■ WRITTEN REQUEST A
Translate this sentence from the forum thread about Apple ID devices into Spanish: "Each computer must also be authorized using the same Apple id."
■ WRITTEN REQUEST B
Pull out every line of the records that contains the word "Trace".

■ DOCUMENT PASSAGE
══════

Associated Device = iOS (iPod, iPhone, iPad)

Five is the number of computers that can be tied to each account. (iTunes)

AshlynM's avatar

Your apple id can have up to 10 devices and computers (combined) associated with it. Each computer must also be authorized using the same Apple id.

2davidc8's avatar

@AshlynM OK, so say your Apple ID is associated with 10 devices and/or computers. Then you use this same ID to “authorize” 5 devices/computers. What can you do with the other 5? They’re just “associated” but not “authorized”. What good is that?

I’m still confused.

zenvelo's avatar

“Authorized” refers to computers which have iTunes on them, and can store your library. “Associated” refers to devices as @johnpowell described, such as iPhones, iPods, etc. At one point I had iTunes on my iMac and a Mac Book Pro, plus I had an iPod Classic, an iPod nano, an iPod shuffle, and an iPhone. The Computers were authorized, the devices were associated.

wds2's avatar

@AshlynM Actually, it is five computers and five or ten (not really sure because I don’t have an iOS device), not ten of both. Also, iPods that don’t run iOS (all of them besides the touch) aren’t associated devices and you can as many as you want.

AshlynM's avatar

@wds2 That’s why I put “combined” in parentheses.

══════

Segmentation annotation records:
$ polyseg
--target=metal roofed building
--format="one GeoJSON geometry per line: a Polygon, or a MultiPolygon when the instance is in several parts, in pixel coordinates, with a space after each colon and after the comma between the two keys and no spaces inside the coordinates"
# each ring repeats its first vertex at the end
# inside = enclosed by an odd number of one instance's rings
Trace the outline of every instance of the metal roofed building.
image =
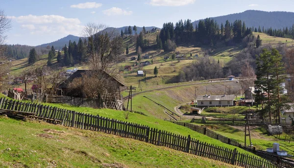
{"type": "Polygon", "coordinates": [[[197,106],[233,106],[235,95],[198,96],[197,98],[197,106]]]}

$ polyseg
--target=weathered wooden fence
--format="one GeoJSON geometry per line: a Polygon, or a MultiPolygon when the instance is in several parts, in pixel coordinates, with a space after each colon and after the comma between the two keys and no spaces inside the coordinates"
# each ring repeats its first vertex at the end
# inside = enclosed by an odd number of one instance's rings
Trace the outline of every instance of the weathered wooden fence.
{"type": "MultiPolygon", "coordinates": [[[[257,121],[255,120],[251,120],[249,121],[249,124],[254,125],[262,125],[262,122],[257,121]]],[[[190,122],[206,124],[226,124],[233,125],[243,125],[246,122],[245,119],[234,119],[234,118],[214,118],[206,119],[193,119],[190,122]]]]}
{"type": "Polygon", "coordinates": [[[280,165],[281,168],[294,168],[294,162],[293,161],[280,158],[277,156],[271,155],[262,151],[256,150],[255,147],[251,148],[249,146],[245,146],[235,140],[231,139],[220,134],[217,133],[206,127],[191,124],[189,122],[174,121],[172,121],[171,122],[178,125],[188,127],[195,131],[205,135],[213,139],[218,140],[224,143],[238,146],[246,151],[253,153],[263,158],[265,158],[267,160],[271,161],[274,163],[277,163],[278,165],[280,165]]]}
{"type": "MultiPolygon", "coordinates": [[[[58,120],[61,124],[65,126],[132,138],[245,168],[294,168],[294,165],[290,163],[286,165],[280,161],[264,159],[239,153],[236,148],[232,150],[200,142],[191,138],[190,135],[183,136],[167,131],[150,128],[146,125],[98,115],[79,113],[40,104],[13,101],[5,98],[0,98],[0,109],[15,112],[35,113],[37,119],[49,119],[53,123],[54,123],[53,121],[58,120]]],[[[203,129],[195,128],[196,129],[204,131],[203,132],[207,131],[207,130],[205,131],[203,129]]],[[[219,137],[220,137],[220,135],[219,137]]],[[[226,141],[224,138],[220,138],[223,141],[226,141]]]]}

══════

■ TASK RESPONSE A
Además, cada computadora debe estar autorizada con el mismo Apple id.

■ TASK RESPONSE B
Trace the outline of every instance of the metal roofed building.
Trace the outline of every instance of the weathered wooden fence.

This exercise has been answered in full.